• [Problem to work on]
Below are records with pictures in them. Transcribe everything from the line containing "locate the ripple" down to the line containing "locate the purple", exactly, and leave the pictures behind.

• [Source records]
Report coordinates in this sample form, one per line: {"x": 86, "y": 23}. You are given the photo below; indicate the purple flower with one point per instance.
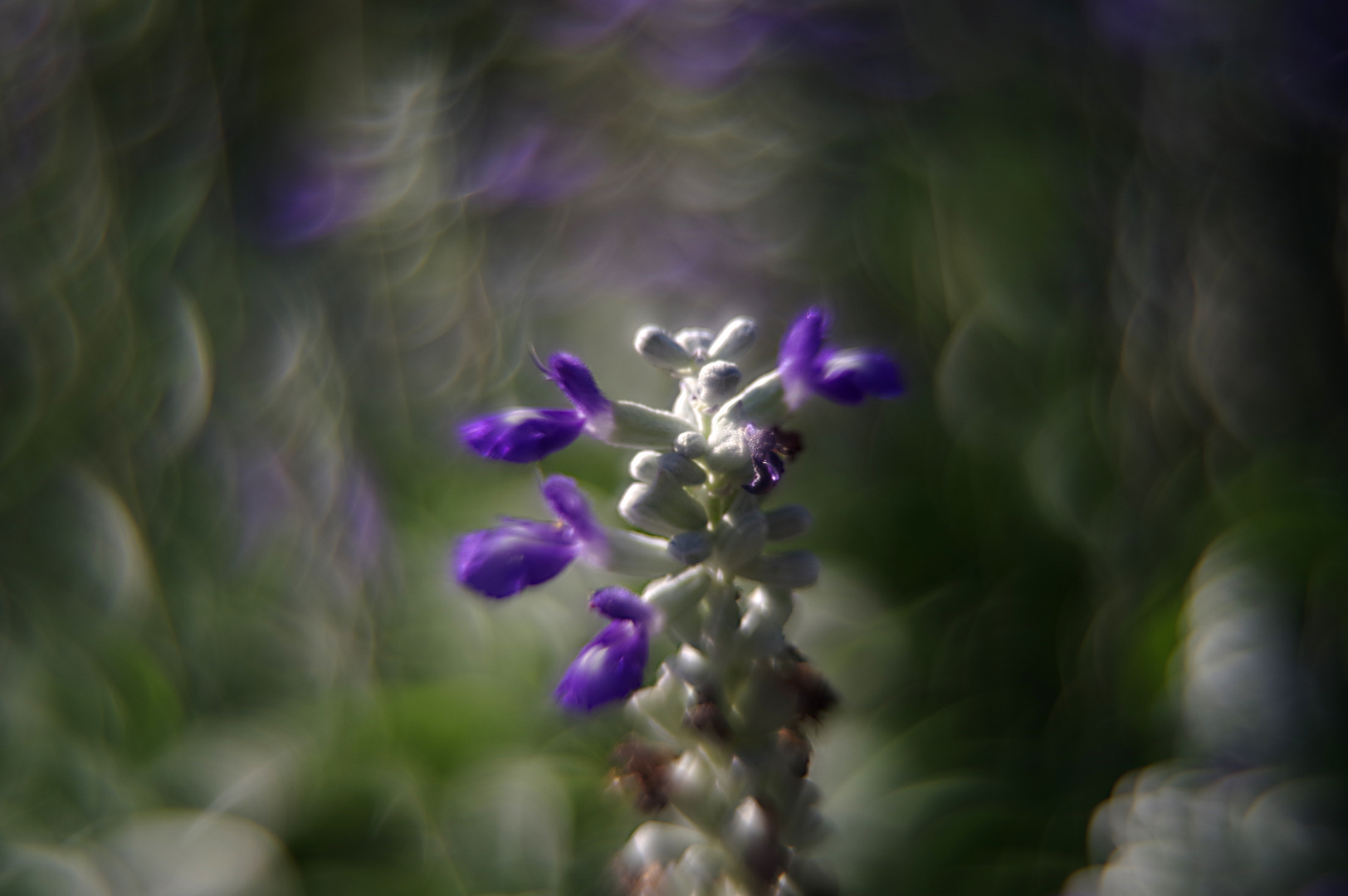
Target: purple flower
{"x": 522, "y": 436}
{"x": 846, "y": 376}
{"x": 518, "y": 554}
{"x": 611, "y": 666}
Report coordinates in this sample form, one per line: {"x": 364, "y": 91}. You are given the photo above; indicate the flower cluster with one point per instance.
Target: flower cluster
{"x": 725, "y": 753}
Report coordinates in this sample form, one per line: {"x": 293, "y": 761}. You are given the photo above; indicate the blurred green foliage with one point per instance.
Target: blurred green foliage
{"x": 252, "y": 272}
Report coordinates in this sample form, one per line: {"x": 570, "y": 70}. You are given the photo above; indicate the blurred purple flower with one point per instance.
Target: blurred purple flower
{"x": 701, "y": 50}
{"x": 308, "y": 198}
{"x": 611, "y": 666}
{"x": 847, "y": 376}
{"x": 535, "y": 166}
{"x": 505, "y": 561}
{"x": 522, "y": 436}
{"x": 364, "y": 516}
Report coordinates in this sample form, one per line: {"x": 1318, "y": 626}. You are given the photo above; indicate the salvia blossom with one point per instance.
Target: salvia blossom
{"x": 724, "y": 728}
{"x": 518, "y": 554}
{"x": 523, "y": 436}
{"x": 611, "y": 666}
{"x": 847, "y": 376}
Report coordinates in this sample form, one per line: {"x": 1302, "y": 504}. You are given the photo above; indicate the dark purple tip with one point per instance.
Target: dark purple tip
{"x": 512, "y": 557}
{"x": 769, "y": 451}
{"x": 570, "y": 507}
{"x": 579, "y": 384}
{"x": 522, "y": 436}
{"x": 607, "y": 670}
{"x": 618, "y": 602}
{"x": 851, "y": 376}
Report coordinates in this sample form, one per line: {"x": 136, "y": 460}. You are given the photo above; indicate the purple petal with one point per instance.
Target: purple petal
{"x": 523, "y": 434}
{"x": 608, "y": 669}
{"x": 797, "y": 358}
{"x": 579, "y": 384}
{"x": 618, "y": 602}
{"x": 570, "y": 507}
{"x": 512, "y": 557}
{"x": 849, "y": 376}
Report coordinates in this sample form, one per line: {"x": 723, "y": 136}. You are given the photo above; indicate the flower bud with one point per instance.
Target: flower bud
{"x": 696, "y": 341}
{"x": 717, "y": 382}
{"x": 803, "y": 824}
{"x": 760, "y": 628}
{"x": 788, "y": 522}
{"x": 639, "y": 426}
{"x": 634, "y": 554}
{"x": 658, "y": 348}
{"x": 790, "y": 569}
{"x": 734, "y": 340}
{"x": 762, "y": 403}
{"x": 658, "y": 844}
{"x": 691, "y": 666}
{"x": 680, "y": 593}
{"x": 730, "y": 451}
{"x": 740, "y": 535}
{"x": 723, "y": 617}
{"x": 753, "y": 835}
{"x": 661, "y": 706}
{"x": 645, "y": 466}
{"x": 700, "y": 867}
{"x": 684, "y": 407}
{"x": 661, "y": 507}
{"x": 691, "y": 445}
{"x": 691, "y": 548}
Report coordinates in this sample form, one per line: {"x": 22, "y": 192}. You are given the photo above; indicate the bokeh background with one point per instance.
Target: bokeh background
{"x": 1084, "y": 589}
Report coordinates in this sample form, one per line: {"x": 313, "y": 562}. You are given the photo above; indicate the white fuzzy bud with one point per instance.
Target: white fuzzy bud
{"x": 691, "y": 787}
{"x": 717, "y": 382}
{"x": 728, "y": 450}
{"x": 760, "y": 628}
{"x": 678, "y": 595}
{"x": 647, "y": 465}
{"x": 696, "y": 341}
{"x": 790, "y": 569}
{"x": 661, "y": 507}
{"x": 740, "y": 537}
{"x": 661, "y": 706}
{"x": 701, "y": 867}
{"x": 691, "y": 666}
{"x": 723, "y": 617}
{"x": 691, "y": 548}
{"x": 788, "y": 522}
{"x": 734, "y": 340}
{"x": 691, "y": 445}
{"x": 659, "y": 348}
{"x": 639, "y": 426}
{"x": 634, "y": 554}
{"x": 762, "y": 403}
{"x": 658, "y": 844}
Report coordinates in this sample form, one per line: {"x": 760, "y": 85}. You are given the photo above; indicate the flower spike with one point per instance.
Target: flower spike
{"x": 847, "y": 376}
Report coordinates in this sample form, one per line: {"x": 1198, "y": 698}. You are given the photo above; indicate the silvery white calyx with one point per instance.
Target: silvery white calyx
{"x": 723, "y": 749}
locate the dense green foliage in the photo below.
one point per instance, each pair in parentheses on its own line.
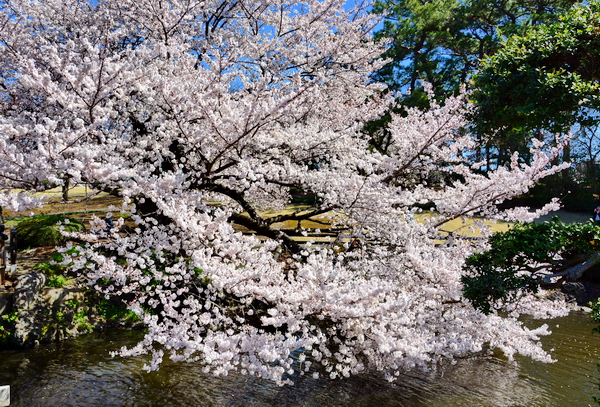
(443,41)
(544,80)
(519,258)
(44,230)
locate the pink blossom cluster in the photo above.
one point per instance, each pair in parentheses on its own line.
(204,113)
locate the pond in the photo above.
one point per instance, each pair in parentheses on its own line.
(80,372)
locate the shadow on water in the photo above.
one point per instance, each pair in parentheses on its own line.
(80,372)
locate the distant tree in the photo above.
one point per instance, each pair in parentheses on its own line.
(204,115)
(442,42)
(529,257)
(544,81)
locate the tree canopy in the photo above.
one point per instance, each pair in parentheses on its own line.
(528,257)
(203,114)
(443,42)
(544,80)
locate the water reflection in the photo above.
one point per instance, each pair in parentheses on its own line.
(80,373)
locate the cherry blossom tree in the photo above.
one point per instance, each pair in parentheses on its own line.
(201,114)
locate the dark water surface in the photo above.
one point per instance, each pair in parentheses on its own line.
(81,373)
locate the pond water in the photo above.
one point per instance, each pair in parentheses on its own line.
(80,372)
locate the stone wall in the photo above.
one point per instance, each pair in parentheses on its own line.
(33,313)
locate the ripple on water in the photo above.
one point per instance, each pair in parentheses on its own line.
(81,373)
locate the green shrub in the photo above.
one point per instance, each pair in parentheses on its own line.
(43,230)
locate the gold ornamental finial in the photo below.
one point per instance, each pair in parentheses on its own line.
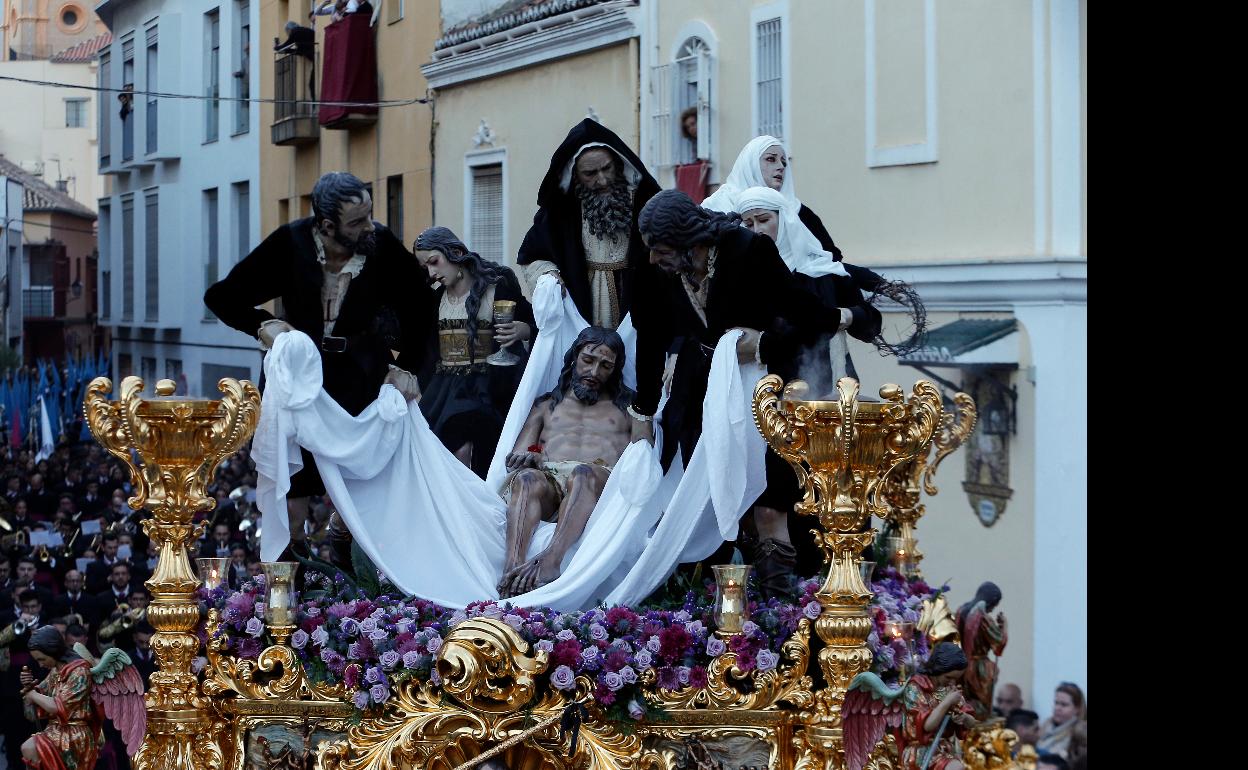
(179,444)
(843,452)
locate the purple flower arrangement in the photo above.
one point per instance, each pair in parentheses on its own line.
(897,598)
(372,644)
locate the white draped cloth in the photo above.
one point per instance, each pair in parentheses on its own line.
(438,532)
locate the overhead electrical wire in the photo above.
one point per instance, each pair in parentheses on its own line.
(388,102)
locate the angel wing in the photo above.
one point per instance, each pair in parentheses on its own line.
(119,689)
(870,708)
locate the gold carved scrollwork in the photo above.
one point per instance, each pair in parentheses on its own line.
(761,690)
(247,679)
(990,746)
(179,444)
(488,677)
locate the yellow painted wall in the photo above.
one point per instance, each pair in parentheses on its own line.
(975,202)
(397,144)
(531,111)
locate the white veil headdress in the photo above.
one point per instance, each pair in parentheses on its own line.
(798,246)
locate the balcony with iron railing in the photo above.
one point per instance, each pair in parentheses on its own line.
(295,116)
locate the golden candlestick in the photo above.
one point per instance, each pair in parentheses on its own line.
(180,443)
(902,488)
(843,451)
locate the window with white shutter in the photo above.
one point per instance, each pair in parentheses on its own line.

• [Solution to this problem]
locate the ripple on water in the photo above.
one point per instance, each pair in parentheses on its own line.
(81,373)
locate the green shrub in the photo above.
one point per instance, each pair in parentheses on its own line.
(43,230)
locate the gold ornamental finial in the photo below.
one point per instance, each pair in parentheses on its own line.
(179,444)
(843,452)
locate the purple flower arrangement in the photo above.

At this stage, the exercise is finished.